PROBLEM DESCRIPTION: Pull out every line in the records below that contains the word "blue" and copy each of those lines in full.

EXCERPTED DATA:
§ §

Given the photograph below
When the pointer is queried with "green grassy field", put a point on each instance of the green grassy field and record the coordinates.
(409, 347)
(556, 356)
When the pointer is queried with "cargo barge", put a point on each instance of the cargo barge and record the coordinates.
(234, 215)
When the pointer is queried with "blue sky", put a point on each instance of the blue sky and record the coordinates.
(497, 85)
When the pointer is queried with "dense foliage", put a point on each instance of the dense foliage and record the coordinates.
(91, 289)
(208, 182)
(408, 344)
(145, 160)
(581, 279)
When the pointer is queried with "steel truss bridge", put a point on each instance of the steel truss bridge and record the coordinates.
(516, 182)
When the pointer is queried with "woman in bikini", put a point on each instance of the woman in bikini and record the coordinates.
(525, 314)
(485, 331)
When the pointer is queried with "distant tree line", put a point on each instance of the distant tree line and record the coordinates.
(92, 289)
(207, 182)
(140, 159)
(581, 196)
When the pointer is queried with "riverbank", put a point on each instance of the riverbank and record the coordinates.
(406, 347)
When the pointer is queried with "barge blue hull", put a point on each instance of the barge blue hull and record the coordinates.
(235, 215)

§ §

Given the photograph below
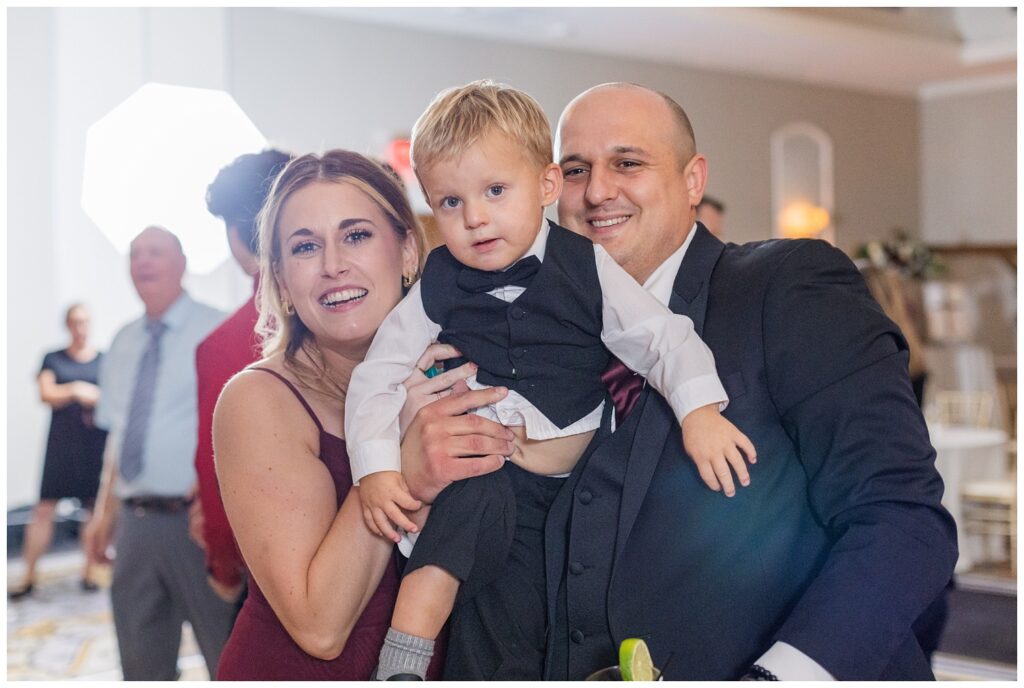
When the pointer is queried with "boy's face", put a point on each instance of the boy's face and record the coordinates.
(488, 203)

§ §

EXERCISE RESULT:
When the pointer is queried with "blue sky", put a point on each instance of the blue sky and record the coordinates.
When the pointer is queried with "barge blue hull", put a point on each instance of the barge blue hull and record the coordinates.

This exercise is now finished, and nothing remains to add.